### GIVEN RECORDS:
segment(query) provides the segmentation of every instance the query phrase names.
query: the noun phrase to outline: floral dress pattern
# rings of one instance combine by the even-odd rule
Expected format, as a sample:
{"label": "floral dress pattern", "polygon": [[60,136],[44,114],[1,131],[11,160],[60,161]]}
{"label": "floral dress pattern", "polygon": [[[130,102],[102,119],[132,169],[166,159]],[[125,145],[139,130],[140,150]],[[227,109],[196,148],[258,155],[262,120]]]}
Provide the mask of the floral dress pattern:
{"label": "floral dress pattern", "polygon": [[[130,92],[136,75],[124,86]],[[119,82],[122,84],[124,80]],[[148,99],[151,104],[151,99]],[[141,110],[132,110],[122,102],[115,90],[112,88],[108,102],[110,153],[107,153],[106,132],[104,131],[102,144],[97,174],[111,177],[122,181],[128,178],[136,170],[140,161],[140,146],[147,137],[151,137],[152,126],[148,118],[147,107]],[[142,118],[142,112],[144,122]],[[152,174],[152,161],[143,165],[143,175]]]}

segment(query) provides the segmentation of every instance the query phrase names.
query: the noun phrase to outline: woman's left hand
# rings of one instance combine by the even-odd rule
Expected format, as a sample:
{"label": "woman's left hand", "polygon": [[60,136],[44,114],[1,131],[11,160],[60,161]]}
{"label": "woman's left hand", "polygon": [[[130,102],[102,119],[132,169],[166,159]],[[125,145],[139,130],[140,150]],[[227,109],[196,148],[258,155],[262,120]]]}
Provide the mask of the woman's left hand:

---

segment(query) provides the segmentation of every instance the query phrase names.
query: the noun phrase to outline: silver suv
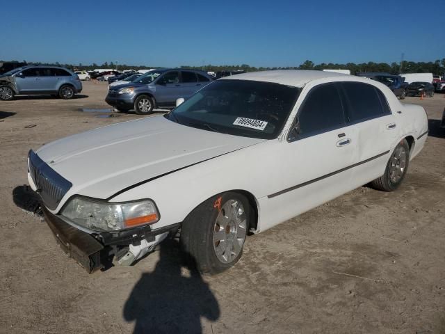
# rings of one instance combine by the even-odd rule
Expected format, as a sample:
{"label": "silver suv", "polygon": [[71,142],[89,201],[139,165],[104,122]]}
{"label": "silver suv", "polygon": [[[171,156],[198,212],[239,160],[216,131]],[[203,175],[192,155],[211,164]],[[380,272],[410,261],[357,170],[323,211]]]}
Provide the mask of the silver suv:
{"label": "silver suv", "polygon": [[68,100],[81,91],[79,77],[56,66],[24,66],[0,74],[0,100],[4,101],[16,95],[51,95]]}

--

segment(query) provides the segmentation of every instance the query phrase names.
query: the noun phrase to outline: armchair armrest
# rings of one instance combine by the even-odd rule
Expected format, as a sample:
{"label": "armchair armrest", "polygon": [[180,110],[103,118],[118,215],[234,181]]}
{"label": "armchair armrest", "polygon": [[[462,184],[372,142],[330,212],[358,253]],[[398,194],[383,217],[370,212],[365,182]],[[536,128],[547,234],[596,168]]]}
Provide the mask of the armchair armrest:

### SET TASK:
Select every line of the material above that contains the word "armrest", treating uppercase and lowercase as different.

### PROBLEM SOLUTION:
query: the noun phrase to outline: armchair armrest
{"label": "armchair armrest", "polygon": [[180,110],[103,118],[118,215],[234,181]]}
{"label": "armchair armrest", "polygon": [[[462,184],[372,142],[330,212],[358,253]],[[398,194],[383,217],[370,212],[365,182]],[[536,128],[547,234],[596,168]]]}
Provide the mask of the armchair armrest:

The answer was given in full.